• Problem details
Rewrite every one of the items below with each "instance" changed to "object" and nothing else altered. Leave the pictures out of your answer.

--- Begin Task material ---

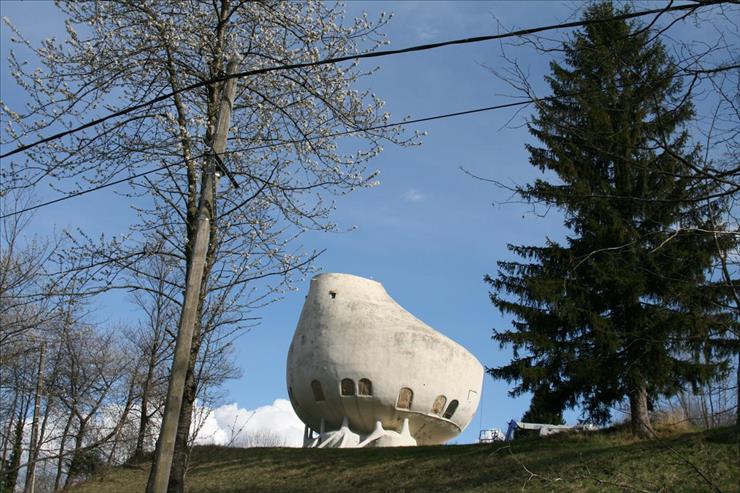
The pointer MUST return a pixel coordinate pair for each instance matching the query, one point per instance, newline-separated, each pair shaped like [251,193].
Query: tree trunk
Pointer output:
[35,442]
[639,417]
[182,450]
[144,418]
[737,391]
[76,464]
[15,456]
[60,462]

--- End Task material ---

• Full solution
The pointer MUST return a pixel coordinate pair for each object matching the query, one point per object, newline-separated, each pair shaped like [251,193].
Query: tree trunk
Pointer output:
[35,442]
[639,417]
[182,450]
[144,418]
[737,391]
[76,464]
[15,456]
[60,462]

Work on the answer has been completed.